Task prompt.
Copy out all lines in the data below containing the string "shell".

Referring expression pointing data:
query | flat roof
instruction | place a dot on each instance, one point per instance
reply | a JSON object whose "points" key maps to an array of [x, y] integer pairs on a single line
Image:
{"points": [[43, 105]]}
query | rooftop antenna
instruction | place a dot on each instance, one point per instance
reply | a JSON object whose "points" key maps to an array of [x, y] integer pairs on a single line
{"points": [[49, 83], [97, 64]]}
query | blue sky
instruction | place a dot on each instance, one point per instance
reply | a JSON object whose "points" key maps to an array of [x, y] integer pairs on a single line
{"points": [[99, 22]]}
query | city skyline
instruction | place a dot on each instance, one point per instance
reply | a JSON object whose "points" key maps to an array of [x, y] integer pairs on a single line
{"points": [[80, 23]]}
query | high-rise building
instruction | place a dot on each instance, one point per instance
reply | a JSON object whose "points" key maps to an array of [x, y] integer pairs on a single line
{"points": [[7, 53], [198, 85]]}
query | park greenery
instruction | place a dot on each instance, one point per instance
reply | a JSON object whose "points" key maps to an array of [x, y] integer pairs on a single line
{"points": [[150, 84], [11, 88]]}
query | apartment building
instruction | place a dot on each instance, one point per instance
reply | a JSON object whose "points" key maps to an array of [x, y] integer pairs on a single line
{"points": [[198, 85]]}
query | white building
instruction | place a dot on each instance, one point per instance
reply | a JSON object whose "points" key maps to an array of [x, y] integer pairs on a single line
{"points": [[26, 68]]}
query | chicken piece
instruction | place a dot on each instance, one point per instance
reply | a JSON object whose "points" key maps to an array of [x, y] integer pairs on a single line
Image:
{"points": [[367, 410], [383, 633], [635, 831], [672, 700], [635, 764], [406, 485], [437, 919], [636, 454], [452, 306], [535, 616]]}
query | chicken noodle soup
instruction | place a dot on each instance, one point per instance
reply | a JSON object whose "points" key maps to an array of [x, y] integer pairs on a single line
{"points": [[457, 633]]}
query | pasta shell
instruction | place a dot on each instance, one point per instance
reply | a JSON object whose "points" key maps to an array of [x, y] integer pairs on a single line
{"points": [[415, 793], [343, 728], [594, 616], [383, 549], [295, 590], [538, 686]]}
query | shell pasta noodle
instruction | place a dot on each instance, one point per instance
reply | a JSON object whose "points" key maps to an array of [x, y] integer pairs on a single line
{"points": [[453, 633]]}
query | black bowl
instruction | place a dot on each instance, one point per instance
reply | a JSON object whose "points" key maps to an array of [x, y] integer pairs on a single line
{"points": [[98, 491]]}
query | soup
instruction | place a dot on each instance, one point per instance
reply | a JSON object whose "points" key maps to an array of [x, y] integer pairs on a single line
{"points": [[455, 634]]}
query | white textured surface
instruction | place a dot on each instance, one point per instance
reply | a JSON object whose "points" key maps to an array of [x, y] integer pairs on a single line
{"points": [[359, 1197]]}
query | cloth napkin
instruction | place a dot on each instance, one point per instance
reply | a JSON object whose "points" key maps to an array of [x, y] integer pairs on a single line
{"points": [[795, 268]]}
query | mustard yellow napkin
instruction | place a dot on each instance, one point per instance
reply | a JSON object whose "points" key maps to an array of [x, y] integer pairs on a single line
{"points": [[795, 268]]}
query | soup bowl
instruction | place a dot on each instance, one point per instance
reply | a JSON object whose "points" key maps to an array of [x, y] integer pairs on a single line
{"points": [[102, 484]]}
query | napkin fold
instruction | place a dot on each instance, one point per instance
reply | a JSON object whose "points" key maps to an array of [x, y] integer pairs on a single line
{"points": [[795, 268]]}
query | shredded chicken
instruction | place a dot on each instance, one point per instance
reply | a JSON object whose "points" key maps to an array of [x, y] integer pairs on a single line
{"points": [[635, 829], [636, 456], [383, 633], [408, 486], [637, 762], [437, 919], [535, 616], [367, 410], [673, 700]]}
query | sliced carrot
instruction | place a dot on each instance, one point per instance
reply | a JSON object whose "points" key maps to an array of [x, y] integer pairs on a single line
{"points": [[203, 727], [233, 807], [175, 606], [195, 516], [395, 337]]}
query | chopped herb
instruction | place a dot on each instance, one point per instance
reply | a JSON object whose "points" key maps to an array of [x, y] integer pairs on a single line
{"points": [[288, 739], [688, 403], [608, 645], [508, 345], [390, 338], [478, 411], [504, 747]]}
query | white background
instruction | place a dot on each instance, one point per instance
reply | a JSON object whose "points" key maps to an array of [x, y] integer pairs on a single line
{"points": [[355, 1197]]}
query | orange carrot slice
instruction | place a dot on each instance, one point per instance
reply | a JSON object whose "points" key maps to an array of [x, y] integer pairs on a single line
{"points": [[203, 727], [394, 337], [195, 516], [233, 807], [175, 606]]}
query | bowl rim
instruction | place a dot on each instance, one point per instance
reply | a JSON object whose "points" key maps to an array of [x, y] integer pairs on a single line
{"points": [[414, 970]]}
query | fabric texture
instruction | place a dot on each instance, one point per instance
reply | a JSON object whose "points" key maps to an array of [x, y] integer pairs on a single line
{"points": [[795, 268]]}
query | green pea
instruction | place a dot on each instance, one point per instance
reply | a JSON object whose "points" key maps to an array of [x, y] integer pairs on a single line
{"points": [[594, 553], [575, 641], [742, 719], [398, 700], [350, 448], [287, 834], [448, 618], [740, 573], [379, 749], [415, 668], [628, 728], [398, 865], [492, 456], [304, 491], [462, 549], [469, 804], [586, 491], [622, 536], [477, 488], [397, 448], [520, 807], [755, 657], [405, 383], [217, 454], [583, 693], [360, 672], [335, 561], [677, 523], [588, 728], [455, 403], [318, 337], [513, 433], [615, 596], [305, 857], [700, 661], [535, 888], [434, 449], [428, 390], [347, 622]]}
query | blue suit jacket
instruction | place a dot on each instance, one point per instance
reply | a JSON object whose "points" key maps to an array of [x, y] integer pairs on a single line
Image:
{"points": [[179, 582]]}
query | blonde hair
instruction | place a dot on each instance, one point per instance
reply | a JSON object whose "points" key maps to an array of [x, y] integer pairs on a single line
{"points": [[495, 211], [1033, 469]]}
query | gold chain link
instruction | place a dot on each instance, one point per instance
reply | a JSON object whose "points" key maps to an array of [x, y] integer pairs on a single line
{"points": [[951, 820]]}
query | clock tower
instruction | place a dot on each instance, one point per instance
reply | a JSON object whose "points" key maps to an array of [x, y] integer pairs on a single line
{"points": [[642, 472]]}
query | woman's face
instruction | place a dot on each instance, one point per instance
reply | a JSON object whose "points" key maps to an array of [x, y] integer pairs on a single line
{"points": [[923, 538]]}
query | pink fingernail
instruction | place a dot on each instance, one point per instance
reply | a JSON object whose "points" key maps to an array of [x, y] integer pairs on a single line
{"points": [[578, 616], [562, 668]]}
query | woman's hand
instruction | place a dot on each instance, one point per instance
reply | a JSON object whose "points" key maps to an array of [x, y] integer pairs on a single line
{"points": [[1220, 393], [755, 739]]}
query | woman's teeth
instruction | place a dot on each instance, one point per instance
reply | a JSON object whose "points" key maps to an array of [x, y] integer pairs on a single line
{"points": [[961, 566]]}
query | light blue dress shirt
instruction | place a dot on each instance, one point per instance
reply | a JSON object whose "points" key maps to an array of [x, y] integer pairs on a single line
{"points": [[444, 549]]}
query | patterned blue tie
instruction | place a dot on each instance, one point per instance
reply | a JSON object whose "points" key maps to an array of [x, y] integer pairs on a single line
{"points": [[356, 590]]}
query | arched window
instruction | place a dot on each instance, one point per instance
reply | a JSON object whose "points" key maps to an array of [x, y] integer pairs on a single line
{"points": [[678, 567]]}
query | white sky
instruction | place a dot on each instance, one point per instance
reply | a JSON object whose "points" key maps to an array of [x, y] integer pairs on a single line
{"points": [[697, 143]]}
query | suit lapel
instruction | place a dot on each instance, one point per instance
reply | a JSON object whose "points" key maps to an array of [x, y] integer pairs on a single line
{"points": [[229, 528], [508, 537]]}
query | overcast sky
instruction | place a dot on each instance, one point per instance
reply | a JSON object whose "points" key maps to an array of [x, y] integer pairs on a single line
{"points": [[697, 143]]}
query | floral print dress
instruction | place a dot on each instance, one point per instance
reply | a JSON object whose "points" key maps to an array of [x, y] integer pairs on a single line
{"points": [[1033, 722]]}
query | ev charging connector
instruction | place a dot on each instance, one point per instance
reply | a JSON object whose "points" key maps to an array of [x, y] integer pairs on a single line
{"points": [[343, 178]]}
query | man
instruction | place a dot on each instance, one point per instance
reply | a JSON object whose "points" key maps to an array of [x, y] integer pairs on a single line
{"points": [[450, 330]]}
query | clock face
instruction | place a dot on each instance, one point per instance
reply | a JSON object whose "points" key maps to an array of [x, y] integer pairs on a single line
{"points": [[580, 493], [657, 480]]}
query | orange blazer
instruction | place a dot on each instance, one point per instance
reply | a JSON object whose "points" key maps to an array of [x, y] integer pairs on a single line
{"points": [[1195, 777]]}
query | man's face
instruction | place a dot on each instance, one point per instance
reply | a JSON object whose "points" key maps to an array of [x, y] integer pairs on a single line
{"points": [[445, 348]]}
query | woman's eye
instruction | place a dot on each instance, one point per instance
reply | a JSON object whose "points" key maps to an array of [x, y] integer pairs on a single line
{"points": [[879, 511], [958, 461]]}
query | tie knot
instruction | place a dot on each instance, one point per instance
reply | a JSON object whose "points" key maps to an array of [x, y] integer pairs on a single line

Solution to this task.
query | pasta shell
query | shell pasta noodle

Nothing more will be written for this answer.